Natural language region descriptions
=======

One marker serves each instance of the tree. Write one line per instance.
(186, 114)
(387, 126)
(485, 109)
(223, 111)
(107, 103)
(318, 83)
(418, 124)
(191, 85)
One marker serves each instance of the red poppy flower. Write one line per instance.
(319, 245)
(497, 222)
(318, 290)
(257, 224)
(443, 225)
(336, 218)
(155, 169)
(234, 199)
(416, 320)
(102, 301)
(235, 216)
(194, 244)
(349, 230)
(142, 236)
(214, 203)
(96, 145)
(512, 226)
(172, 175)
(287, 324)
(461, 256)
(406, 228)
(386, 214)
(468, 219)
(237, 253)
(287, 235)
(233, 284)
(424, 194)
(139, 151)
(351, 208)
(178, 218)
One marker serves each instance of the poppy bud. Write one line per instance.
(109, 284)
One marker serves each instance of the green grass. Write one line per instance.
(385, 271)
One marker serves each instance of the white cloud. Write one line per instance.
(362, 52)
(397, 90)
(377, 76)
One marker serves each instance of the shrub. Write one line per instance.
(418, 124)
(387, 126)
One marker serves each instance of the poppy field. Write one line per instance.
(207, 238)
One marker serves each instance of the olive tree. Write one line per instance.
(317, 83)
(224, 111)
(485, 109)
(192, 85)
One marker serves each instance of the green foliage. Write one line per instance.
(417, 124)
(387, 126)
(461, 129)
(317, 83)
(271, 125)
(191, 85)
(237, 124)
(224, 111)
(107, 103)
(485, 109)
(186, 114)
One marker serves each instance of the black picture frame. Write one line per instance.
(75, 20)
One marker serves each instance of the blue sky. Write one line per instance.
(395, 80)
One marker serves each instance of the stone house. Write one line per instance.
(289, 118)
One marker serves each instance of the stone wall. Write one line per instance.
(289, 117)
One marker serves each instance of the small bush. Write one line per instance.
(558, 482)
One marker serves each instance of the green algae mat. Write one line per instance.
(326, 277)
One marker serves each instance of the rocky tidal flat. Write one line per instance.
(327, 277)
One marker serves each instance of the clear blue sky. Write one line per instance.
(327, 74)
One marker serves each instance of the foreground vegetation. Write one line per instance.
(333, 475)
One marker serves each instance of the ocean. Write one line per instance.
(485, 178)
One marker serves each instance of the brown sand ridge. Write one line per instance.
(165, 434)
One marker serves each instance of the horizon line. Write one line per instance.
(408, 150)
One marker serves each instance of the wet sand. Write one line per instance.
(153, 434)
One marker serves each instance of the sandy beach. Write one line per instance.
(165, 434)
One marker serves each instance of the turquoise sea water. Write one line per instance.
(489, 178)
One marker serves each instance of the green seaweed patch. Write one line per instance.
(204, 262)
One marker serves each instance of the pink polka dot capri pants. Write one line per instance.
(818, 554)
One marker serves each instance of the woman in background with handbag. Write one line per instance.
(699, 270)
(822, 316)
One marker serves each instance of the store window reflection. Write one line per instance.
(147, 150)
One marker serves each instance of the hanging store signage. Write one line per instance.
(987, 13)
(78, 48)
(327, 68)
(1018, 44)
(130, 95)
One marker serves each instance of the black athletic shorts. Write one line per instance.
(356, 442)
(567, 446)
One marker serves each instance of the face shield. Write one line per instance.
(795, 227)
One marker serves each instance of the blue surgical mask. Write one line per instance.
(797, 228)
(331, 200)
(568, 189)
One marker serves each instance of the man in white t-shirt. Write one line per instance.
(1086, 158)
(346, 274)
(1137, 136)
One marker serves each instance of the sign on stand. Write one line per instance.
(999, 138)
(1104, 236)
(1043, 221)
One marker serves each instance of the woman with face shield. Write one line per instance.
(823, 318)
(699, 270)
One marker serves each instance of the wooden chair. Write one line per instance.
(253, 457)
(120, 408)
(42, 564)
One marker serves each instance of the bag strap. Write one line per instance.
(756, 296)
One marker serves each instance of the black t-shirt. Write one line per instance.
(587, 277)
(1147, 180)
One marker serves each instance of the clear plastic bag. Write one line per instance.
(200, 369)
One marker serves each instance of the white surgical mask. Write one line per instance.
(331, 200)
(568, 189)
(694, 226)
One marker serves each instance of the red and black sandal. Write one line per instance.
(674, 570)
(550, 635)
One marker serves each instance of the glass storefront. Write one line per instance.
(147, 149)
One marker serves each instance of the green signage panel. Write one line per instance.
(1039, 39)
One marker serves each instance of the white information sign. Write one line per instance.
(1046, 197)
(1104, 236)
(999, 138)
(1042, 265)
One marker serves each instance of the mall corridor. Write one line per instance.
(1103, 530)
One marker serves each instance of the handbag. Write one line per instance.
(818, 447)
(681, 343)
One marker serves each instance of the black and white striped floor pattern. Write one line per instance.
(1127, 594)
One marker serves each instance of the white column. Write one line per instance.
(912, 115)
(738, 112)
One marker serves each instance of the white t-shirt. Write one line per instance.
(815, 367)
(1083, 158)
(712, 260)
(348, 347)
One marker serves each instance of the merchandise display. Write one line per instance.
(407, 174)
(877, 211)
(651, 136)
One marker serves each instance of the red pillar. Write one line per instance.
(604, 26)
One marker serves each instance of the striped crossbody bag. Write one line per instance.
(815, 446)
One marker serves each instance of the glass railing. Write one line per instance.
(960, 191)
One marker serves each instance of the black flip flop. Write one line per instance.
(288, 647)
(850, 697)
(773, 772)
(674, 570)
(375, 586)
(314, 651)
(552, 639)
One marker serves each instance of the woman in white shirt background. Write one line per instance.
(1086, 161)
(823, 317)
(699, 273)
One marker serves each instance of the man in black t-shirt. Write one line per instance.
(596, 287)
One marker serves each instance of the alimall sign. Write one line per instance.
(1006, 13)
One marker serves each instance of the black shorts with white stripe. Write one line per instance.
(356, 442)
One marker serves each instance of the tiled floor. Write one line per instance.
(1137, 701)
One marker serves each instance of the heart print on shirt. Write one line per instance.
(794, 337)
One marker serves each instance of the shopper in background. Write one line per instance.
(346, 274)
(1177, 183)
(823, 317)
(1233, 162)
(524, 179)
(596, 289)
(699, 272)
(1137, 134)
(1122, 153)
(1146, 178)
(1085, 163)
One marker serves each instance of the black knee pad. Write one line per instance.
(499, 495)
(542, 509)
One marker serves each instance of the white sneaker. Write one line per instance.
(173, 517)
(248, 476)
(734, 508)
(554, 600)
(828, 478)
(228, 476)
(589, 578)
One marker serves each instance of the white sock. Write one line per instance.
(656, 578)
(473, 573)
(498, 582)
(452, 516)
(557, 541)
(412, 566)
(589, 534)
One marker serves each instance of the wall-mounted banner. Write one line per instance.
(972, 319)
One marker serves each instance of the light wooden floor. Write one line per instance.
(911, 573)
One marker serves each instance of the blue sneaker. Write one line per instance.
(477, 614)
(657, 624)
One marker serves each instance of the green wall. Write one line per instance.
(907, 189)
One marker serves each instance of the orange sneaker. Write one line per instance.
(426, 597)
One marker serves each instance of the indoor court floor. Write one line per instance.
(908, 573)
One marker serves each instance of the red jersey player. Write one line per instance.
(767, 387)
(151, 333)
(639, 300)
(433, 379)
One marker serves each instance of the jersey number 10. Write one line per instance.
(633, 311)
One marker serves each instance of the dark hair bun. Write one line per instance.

=======

**PROBLEM TO WORK ON**
Set down all of the data above again, exactly.

**SOLUTION FOR THIS EXERCISE**
One marker serves each instance of the tree. Write one line per instance.
(186, 114)
(387, 126)
(485, 109)
(223, 111)
(107, 103)
(318, 83)
(418, 124)
(191, 85)
One marker serves each instance of the red poppy flower. Write one line per instance.
(319, 245)
(497, 222)
(318, 290)
(257, 224)
(443, 225)
(336, 218)
(155, 169)
(234, 199)
(416, 320)
(102, 301)
(235, 216)
(194, 244)
(349, 230)
(142, 236)
(214, 203)
(96, 145)
(512, 226)
(172, 175)
(287, 324)
(461, 256)
(406, 228)
(386, 214)
(468, 219)
(237, 253)
(287, 235)
(233, 284)
(424, 194)
(139, 151)
(351, 208)
(178, 218)
One marker serves each instance of the poppy bud. Write one line per instance.
(109, 284)
One marker serves each instance of the green grass. Write one line per instance.
(385, 271)
One marker serves each instance of the white cloud. Write one line per instance.
(362, 52)
(397, 90)
(377, 76)
One marker serves each instance of the shrub. Write one line per instance.
(418, 124)
(387, 126)
One marker serves each instance of the poppy field. Write one line per instance.
(207, 238)
One marker serves each instance of the olive tree. Write one line per instance.
(317, 83)
(224, 111)
(485, 109)
(192, 85)
One marker serves each instance of the green foliage. Write one line per instance.
(417, 124)
(387, 126)
(461, 129)
(317, 83)
(271, 125)
(191, 85)
(237, 124)
(224, 111)
(107, 103)
(485, 109)
(186, 114)
One marker serves each instance of the black picture frame. Write one line per instance.
(75, 20)
One marker serves each instance of the blue sky. Write one line per instance.
(395, 80)
One marker serves each instance of the stone house. Write one line per instance.
(289, 118)
One marker serves each instance of the stone wall. Write one line per instance.
(289, 117)
One marker serves each instance of the small bush. Write one line per instance.
(558, 482)
One marker serves each instance of the green algae mat. Write one line per instance.
(326, 277)
One marker serves each instance of the rocky tidal flat. Write one line per instance.
(327, 277)
One marker serves each instance of the clear blue sky. Write one line per instance.
(327, 74)
One marker serves each instance of the foreground vegetation. Write one line per instance.
(333, 475)
One marker serves each instance of the ocean. Write one line per instance.
(485, 178)
One marker serves each instance of the brown sand ridge. Write one line per instance.
(165, 434)
One marker serves each instance of the horizon line. Write one line per instance.
(408, 150)
One marker serves each instance of the wet sand. Write one line per instance.
(153, 434)
One marker serves each instance of the sandy beach. Write one line per instance.
(165, 434)
One marker serves each instance of the turquoise sea water. Write one line per instance.
(489, 178)
One marker serves each instance of the green seaweed patch. Write one line per instance.
(204, 262)
One marker serves each instance of the pink polka dot capri pants. Write one line per instance.
(818, 554)
One marker serves each instance of the woman in background with handbag. Write one line per instance.
(699, 270)
(822, 316)
One marker serves each instance of the store window reflection. Write one line per instance.
(147, 150)
One marker serves each instance of the hanging store signage. Write one line per instance.
(987, 13)
(78, 48)
(327, 68)
(1018, 44)
(130, 95)
One marker serves each instance of the black athletic shorts. Write one line per instance.
(356, 442)
(567, 446)
One marker serves each instance of the face shield. Write one line per instance.
(795, 227)
One marker serves each instance of the blue surgical mask. Write one line per instance.
(797, 228)
(331, 200)
(568, 189)
One marker serves each instance of the man in white t-shirt. Write one line per instance.
(1086, 158)
(346, 274)
(1137, 136)
One marker serves each instance of the sign on stand. Write one line per instance.
(999, 138)
(1104, 236)
(1043, 221)
One marker serves each instance of the woman with face shield. Write one line per instance.
(823, 318)
(699, 270)
One marker serves each instance of the wooden chair. Write one line per instance.
(253, 457)
(120, 408)
(42, 564)
One marker serves each instance of the bag strap. Write one line per instance.
(756, 296)
One marker serves each instance of the black t-shirt. Write one line per instance.
(587, 277)
(1147, 180)
One marker serves each instance of the clear plastic bag. Write one line per instance.
(200, 369)
One marker serves each instance of the white surgical mask. Write one line per instance.
(331, 200)
(568, 189)
(694, 226)
One marker serves each instance of the red and black sandal. Write one line per instance.
(674, 570)
(550, 635)
One marker serves each instance of the glass storefront. Write one line per instance.
(147, 149)
One marker serves each instance of the green signage panel. Write one line per instance.
(1039, 39)
One marker serves each instance of the white information sign. Write one line per instance.
(1046, 197)
(1104, 236)
(999, 138)
(1042, 265)
One marker serves each instance of the mall corridor. Write one line per instance.
(1103, 530)
One marker serves each instance of the handbag. Write one line per instance.
(818, 447)
(681, 343)
One marker serves each instance of the black and white striped floor pattern. Write one line per instance.
(1127, 594)
One marker serves each instance of the white column. Write one line per instance.
(912, 115)
(738, 112)
One marker serves each instance of the white t-shirt. Write one line per instance.
(815, 367)
(1083, 158)
(712, 260)
(348, 347)
One marker serves each instance of the merchandise display. Write one line per instance.
(407, 174)
(877, 211)
(651, 136)
One marker serves each instance of the red pillar. Write one line per instance.
(604, 26)
One marker serves each instance of the striped crossbody bag. Write one line per instance.
(815, 446)
One marker serves each instance of the glass railing. Write one line per instance.
(960, 191)
One marker serves each instance of the black flip flop. Write one line per instance.
(288, 647)
(850, 697)
(773, 772)
(674, 570)
(375, 586)
(314, 651)
(552, 639)
One marker serves each instance of the woman in white shirt background. Write one line per instance.
(1086, 161)
(823, 317)
(699, 273)
One marker serves each instance of the man in black t-shirt. Write one line per instance.
(596, 287)
One marker serves each instance of the alimall sign. Write one line per instance.
(1006, 13)
One marker serves each instance of the black shorts with white stripe. Write one line per instance.
(356, 442)
One marker serves each instance of the tiled floor. Write one line per instance.
(1137, 701)
One marker serves each instance of the heart print on shirt. Write one line per instance.
(794, 337)
One marker serves each instance of the shopper in background. Write one line per instance.
(346, 274)
(1177, 183)
(823, 317)
(1233, 162)
(524, 179)
(596, 289)
(699, 272)
(1137, 134)
(1122, 153)
(1146, 178)
(1085, 163)
One marker serves each instance of the black knee pad. Write one line per instance.
(499, 495)
(542, 509)
One marker serves each instance of the white sneaker. Write one line per instance.
(173, 517)
(248, 476)
(734, 508)
(554, 600)
(828, 478)
(228, 476)
(589, 578)
One marker serves each instance of the white sock. Write one line per instance.
(656, 578)
(473, 573)
(498, 582)
(452, 516)
(557, 541)
(412, 566)
(589, 534)
One marker serves each instance of the wall-mounted banner. Write one line per instance.
(972, 319)
One marker serves each instance of the light wooden floor. Write one line per instance.
(911, 573)
One marker serves each instance of the blue sneaker. Write one line per instance.
(477, 614)
(657, 624)
One marker serves each instance of the green wall. Write one line per instance.
(907, 189)
One marker serves each instance of the orange sneaker. Write one line per instance.
(426, 597)
One marker serves each instance of the indoor court floor. Write one line per instance.
(908, 573)
One marker serves each instance of the red jersey player. Write one line per instance.
(767, 387)
(151, 333)
(639, 300)
(433, 379)
One marker serves each instance of the jersey number 10. Write one line per instance.
(633, 311)
One marker serves each instance of the dark hair bun. Write one line per instance.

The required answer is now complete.